What the exercise asks -
Please list every line of the data below that contains the string "rear", copying each line as it appears. Matching is case-sensitive.

:: Items ::

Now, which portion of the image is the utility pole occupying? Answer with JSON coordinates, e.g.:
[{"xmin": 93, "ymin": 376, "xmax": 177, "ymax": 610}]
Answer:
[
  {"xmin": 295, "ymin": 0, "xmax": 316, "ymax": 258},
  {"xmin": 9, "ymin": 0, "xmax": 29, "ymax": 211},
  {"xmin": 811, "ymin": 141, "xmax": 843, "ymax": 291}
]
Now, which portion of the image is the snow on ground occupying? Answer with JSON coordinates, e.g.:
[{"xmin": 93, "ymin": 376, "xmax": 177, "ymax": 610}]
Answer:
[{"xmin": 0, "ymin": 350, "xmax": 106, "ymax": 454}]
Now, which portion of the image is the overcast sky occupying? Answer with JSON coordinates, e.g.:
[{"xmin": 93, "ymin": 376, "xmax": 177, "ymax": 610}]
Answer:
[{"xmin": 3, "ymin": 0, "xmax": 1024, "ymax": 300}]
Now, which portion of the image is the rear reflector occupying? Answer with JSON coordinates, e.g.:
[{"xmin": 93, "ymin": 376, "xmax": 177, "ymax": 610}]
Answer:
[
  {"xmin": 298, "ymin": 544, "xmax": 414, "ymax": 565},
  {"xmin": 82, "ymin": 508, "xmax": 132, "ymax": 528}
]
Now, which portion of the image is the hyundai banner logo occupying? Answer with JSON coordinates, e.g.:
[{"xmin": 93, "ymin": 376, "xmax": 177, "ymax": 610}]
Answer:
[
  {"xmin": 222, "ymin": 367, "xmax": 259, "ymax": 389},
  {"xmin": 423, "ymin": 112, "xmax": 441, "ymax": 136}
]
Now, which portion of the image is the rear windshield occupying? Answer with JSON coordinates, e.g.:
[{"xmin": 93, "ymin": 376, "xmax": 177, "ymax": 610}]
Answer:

:::
:: Items ::

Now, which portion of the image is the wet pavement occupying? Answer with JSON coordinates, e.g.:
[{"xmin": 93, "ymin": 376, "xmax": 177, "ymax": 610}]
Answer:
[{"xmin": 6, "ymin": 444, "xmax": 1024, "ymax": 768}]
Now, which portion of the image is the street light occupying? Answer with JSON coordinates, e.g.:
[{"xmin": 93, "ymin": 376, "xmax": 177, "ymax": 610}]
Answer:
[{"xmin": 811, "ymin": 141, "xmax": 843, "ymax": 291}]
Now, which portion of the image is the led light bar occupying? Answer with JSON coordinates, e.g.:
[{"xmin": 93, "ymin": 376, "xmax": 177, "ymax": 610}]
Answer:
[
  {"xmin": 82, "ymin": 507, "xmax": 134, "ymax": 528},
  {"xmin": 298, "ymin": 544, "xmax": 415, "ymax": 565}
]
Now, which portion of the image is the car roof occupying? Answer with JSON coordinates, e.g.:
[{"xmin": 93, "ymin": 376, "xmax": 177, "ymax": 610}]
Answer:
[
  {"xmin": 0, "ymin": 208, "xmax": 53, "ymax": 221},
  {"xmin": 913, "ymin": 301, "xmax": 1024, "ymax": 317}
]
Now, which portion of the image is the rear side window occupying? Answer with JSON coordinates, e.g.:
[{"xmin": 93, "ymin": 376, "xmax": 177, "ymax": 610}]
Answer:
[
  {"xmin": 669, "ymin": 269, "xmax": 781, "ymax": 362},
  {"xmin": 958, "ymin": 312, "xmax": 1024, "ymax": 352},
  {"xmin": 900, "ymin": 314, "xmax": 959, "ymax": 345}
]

:::

Output of the task -
Now, which portion of the image is the rear reflector occupying? Answer with JSON coordinates, e.g.:
Now, which portion of the image is the rear windshield occupying? Answer with JSON coordinates, e.g.:
Now, which portion of the image is the rear side window occupying? Answer with JSON coordinates, e.g.:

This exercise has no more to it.